_Aim of the exercise_: From the Melvin Mayo filmography below, list every film that names the character he played, each with that character's name.

_Excerpt provided_:
= Melvin Mayo =

American actor and director

Melvin Mayo was an American actor and director. He worked for Balboa and Lubin. He portrayed Jim West in the 1915 film Jim West, Gambler and had the title role in the 1916 film A Modern Paul.

He appeared in silent horror films.

==Filmography==
- The Stolen Yacht (1914) featuring the Fulton Shipyard
- The Twig is Bent (1915), Lubin film
- Saved from the Harem (1915) as Ezra Hickman
- Meg O' the Cliffs (1915)
- An Ambassador From the Dead (1915)
- Jim West, Gambler (1915) as Jim West
- A Song from the Heart (1916) as Otto Ritter
- Soldier Sons
- The Crash (1916)
- A Lesson in Labor (1916) as John Seward II
- The Gulf Between (1916) as Vorec
- A Sister to Cain
- The Return of James Jerome (1916)

_Dataset_:
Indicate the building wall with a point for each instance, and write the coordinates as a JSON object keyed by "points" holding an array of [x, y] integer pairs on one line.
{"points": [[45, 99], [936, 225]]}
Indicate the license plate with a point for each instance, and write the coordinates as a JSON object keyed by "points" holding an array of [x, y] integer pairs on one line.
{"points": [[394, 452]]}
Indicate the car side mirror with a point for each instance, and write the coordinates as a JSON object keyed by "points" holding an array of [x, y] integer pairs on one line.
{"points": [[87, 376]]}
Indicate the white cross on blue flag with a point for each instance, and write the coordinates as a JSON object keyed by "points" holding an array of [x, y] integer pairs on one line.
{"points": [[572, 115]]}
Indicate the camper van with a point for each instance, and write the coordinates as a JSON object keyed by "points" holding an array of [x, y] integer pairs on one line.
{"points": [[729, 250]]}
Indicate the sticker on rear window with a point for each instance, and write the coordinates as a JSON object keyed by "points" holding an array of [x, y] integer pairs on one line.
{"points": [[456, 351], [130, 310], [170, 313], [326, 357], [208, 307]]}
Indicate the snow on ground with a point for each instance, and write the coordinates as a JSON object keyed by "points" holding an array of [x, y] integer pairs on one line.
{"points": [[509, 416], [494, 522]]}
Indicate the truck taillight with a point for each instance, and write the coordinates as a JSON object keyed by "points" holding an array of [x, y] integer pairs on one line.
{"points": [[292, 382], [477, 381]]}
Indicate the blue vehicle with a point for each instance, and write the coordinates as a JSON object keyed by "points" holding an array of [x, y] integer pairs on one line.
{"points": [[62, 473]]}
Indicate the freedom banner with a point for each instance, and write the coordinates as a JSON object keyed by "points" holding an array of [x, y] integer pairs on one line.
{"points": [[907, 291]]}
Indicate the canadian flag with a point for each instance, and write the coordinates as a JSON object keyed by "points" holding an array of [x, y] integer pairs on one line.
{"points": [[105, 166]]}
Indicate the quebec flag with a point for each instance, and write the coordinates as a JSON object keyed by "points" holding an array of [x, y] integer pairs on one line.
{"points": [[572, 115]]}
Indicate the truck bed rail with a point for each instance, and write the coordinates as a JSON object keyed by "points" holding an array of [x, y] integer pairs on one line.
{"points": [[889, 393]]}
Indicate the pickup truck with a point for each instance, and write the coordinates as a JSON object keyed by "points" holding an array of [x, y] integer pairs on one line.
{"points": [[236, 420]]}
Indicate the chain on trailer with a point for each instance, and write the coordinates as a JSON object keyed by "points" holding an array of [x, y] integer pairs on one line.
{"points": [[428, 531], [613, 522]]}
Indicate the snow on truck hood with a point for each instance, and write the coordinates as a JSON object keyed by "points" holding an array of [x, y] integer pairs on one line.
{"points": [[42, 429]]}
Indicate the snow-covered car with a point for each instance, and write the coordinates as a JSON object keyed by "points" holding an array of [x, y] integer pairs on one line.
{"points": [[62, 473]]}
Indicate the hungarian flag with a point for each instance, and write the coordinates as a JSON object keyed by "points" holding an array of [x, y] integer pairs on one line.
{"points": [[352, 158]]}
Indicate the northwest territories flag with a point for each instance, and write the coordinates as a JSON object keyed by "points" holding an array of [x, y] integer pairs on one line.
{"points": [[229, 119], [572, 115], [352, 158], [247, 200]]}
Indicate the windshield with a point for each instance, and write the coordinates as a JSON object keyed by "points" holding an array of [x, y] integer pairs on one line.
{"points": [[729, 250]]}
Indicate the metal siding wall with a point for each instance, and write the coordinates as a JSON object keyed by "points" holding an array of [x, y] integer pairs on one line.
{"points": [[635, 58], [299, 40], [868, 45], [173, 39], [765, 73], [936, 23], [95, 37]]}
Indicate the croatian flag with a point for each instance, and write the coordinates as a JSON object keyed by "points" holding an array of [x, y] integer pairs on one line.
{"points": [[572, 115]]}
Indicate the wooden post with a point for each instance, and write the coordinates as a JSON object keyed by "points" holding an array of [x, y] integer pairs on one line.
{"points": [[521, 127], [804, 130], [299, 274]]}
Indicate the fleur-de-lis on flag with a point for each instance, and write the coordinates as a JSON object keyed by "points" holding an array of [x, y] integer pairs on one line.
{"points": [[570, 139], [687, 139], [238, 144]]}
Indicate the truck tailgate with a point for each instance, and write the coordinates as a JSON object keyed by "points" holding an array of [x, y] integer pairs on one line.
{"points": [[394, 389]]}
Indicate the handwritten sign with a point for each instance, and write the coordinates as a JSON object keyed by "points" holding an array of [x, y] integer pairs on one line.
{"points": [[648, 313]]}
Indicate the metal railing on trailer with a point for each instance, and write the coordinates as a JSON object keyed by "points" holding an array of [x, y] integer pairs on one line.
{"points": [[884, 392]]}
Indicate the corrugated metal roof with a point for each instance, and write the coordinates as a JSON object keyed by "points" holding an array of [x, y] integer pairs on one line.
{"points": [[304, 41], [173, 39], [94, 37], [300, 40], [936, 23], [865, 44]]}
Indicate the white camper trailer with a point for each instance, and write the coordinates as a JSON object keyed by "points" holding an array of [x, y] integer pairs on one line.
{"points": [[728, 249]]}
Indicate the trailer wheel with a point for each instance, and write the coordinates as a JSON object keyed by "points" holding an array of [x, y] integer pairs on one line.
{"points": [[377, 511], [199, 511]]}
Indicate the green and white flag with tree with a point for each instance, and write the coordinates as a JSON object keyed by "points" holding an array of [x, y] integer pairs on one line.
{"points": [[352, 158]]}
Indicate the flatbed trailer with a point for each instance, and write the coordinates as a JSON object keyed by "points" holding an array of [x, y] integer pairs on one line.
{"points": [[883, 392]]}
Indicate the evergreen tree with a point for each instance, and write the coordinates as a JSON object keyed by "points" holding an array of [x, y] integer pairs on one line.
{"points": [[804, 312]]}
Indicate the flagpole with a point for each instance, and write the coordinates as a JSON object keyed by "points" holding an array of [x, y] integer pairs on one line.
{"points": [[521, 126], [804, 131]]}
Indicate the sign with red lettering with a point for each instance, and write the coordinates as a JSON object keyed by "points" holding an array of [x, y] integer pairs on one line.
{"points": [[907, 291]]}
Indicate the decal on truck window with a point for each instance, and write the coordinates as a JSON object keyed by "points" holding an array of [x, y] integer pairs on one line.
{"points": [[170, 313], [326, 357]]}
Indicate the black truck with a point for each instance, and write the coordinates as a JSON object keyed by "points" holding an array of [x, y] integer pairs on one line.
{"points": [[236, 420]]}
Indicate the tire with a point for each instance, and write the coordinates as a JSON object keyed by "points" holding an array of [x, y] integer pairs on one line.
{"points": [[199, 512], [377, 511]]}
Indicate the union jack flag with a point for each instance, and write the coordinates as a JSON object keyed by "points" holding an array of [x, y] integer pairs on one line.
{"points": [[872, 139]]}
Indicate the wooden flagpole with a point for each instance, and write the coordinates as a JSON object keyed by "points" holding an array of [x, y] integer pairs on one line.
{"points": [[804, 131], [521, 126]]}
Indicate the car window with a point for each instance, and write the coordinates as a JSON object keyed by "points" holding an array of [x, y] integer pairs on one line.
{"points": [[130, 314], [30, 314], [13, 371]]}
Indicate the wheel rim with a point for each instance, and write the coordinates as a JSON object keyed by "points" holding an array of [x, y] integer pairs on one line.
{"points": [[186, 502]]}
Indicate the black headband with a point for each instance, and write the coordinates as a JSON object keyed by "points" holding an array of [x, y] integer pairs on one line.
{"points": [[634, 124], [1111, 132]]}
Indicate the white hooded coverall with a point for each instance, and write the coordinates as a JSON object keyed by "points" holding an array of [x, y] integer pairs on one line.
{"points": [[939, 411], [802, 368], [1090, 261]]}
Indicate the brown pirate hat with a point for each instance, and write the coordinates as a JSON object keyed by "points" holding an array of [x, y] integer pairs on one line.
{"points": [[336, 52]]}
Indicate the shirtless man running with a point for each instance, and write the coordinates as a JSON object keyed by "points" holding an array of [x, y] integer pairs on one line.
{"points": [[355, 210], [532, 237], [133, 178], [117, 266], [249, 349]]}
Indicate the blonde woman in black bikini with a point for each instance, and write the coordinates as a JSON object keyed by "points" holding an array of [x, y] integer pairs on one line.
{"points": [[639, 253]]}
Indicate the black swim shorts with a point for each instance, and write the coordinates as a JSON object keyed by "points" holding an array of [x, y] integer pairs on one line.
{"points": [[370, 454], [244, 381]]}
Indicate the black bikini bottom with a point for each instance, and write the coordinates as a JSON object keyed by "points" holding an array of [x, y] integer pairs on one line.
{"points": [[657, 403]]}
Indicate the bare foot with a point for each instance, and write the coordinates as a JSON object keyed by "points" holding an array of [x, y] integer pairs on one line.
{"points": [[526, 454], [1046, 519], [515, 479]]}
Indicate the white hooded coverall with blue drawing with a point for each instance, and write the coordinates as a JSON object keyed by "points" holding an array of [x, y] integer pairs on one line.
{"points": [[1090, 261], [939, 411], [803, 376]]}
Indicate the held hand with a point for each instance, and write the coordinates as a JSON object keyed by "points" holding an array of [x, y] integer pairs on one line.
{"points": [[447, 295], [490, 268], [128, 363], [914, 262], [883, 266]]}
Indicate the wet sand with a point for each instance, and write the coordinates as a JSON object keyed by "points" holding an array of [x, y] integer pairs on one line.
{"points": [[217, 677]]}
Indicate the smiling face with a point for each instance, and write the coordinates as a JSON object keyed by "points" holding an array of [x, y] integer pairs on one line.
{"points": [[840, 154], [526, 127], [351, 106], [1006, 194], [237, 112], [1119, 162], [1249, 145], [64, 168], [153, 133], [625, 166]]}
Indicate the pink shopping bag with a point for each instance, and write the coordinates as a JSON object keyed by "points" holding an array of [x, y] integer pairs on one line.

_Reply to the task_:
- Saved from the Harem (1915): Ezra Hickman
- Jim West, Gambler (1915): Jim West
- A Song from the Heart (1916): Otto Ritter
- A Lesson in Labor (1916): John Seward II
- The Gulf Between (1916): Vorec